- PROBLEM TO WORK ON -
Lay out the lines as a Markdown table with the columns Row and Text, starting at the line with "blue sleeve in the photo above." and running through the last line of the records, numbering each row and skipping blank lines. Leave the pictures out of the table.

- DATASET ENTRIES -

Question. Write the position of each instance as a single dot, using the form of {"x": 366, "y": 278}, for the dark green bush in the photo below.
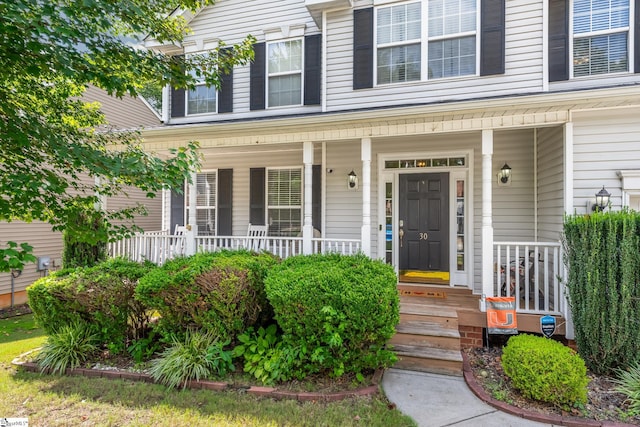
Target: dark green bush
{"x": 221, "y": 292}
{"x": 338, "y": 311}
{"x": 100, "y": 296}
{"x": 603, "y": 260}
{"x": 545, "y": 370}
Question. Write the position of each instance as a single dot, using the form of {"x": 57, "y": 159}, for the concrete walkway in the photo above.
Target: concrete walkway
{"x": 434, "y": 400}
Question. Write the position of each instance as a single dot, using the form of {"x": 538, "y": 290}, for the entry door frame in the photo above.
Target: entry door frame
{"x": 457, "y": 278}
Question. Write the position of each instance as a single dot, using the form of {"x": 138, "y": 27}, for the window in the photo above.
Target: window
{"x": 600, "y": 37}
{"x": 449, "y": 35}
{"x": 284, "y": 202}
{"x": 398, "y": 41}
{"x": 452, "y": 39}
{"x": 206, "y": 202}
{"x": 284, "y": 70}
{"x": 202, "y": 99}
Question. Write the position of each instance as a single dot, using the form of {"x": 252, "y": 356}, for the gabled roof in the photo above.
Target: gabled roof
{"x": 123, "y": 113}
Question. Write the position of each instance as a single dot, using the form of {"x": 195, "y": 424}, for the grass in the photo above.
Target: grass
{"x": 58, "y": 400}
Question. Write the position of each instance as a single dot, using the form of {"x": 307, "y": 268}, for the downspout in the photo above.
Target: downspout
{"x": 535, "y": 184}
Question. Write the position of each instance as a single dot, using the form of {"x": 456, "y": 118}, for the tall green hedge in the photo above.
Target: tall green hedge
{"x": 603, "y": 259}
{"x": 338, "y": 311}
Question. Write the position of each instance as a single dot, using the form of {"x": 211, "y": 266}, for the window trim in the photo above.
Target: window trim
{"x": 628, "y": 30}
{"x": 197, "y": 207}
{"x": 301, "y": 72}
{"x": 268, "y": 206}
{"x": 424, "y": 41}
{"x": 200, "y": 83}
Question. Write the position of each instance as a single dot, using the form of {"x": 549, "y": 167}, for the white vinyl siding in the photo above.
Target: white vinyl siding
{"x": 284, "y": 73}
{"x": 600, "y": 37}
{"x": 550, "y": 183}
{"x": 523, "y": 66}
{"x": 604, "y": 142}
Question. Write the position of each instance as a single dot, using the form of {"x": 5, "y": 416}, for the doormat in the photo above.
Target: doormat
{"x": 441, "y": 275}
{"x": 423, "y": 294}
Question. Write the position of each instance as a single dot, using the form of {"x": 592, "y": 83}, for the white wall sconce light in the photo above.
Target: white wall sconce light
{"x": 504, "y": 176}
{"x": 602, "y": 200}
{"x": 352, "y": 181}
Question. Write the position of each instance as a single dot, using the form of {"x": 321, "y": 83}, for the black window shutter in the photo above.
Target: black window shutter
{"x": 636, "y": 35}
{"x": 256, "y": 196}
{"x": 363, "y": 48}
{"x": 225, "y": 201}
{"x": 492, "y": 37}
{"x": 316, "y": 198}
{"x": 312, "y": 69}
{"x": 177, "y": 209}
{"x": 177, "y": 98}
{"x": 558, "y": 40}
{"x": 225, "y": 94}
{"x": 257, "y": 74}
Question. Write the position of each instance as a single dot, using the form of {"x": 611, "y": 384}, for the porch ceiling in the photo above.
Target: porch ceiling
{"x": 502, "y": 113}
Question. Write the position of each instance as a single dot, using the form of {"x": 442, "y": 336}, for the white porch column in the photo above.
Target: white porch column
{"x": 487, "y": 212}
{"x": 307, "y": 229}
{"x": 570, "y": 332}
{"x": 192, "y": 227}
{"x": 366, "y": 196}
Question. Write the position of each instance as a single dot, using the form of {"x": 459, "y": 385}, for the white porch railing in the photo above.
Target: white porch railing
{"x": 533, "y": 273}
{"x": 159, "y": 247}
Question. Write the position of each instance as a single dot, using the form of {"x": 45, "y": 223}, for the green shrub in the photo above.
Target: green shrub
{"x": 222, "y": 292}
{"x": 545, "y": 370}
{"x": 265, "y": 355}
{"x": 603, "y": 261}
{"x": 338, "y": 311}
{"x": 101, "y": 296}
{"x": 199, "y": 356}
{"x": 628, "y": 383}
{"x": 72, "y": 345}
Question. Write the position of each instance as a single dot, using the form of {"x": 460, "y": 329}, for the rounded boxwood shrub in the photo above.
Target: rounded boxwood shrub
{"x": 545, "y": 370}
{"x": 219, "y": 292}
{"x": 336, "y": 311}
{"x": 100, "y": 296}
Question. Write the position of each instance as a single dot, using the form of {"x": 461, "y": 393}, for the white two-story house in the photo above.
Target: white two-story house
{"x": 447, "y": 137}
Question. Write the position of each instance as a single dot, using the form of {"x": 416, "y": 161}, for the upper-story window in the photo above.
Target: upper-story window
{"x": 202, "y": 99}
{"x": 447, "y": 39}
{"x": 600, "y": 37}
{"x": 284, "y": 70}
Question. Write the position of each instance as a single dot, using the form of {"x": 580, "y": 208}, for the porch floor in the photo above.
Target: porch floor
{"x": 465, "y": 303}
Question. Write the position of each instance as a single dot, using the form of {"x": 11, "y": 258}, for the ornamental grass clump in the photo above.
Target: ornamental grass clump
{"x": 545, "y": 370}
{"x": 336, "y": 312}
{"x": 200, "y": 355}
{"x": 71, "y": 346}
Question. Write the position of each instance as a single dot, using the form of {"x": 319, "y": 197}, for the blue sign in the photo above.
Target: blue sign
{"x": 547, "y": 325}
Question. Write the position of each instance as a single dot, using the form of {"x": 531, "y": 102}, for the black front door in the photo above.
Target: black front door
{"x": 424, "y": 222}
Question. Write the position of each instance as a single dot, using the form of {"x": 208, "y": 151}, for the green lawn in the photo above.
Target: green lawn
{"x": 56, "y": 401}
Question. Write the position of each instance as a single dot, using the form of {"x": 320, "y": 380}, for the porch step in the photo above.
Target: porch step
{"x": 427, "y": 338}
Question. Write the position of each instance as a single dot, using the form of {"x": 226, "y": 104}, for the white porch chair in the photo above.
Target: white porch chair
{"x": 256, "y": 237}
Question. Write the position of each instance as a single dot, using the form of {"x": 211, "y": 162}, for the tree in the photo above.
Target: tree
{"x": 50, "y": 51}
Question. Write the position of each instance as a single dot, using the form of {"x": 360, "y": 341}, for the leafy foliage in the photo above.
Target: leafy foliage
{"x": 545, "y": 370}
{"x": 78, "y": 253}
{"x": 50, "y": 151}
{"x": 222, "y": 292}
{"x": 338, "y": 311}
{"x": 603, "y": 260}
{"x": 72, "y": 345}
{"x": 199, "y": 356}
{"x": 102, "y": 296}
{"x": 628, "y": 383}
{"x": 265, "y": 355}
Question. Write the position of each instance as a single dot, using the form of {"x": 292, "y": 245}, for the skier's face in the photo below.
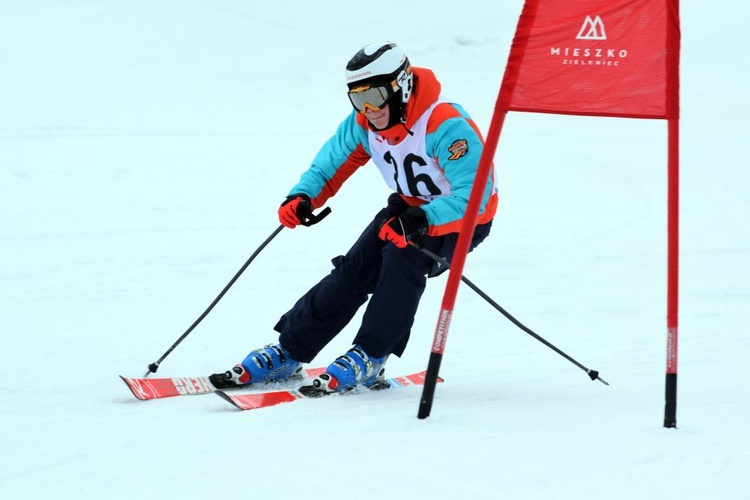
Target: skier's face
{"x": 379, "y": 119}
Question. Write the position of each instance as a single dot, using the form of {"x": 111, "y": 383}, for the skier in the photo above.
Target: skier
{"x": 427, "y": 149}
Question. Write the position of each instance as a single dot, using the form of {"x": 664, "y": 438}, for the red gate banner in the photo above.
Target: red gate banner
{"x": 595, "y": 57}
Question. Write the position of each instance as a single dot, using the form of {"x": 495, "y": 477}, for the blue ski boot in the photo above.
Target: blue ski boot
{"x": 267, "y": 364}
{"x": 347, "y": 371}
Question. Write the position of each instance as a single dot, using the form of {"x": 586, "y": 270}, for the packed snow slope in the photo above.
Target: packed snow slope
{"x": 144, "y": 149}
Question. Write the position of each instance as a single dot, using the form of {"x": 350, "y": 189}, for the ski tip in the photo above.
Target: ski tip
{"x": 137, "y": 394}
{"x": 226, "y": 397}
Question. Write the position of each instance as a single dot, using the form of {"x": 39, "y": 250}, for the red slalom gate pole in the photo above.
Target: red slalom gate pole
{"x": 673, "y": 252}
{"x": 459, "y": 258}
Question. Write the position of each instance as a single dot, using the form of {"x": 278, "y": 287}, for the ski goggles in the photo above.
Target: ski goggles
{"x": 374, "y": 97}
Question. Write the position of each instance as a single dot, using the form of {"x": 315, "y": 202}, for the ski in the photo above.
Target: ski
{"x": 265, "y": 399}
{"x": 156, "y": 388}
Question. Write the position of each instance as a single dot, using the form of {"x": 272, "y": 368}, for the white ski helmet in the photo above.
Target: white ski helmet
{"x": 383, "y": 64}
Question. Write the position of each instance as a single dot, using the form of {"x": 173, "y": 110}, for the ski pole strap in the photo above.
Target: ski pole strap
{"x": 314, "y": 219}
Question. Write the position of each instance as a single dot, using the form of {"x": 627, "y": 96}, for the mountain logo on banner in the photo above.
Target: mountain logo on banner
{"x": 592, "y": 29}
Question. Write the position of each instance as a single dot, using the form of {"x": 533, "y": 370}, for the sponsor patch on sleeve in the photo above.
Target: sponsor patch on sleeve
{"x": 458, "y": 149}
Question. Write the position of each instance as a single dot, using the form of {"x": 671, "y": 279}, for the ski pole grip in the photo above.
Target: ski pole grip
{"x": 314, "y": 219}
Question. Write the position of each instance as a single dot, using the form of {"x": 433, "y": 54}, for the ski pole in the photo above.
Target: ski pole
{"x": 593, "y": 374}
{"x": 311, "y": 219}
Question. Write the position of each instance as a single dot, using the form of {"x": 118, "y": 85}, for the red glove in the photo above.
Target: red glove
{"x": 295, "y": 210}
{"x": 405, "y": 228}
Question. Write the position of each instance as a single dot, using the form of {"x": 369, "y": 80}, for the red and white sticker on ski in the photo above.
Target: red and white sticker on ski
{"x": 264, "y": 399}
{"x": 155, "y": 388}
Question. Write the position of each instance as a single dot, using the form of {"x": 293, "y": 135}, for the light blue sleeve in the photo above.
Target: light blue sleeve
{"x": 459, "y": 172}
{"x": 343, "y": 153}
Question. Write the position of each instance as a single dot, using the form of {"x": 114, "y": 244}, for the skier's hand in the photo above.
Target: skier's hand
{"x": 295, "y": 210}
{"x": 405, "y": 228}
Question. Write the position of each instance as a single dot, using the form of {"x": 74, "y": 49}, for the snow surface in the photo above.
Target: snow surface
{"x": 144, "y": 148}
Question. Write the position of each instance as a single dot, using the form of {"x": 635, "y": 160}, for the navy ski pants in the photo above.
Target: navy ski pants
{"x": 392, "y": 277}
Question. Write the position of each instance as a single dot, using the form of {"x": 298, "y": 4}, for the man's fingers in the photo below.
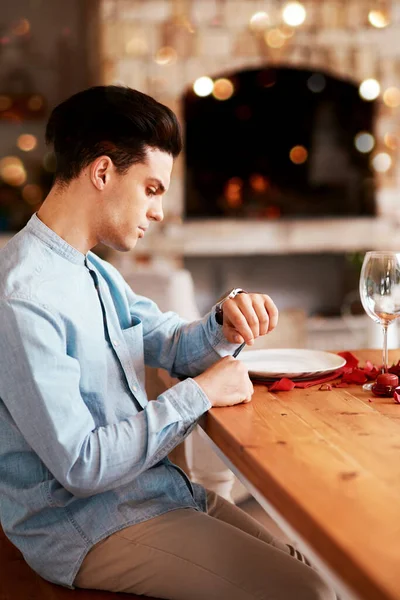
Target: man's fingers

- ANSWER -
| Row | Text |
|---|---|
| 1 | Question. Write the position of each instance as a single dot, using the form of {"x": 293, "y": 135}, for the light blue sleeve in the photo above. |
| 2 | Target: light blue sleeve |
| 3 | {"x": 459, "y": 172} |
| 4 | {"x": 343, "y": 153} |
| 5 | Question. Write the position of each instance as a single dot, using the form of {"x": 114, "y": 244}, for the skier's hand in the photo above. |
| 6 | Target: skier's hand |
| 7 | {"x": 295, "y": 210} |
| 8 | {"x": 405, "y": 228} |
| 9 | Question. Write the position of each instance as a single dot, using the form of {"x": 74, "y": 49}, for the snow surface in the photo above. |
| 10 | Target: snow surface |
| 11 | {"x": 144, "y": 148} |
| 12 | Question. Write the position of each instance as a single dot, using the form of {"x": 635, "y": 160}, for the navy ski pants in the photo above. |
| 13 | Target: navy ski pants |
| 14 | {"x": 392, "y": 277} |
| 15 | Question. Write the position of each instance as a single dot, using the form of {"x": 298, "y": 4}, for the man's fingers in the photo below. |
| 16 | Target: man's fingers |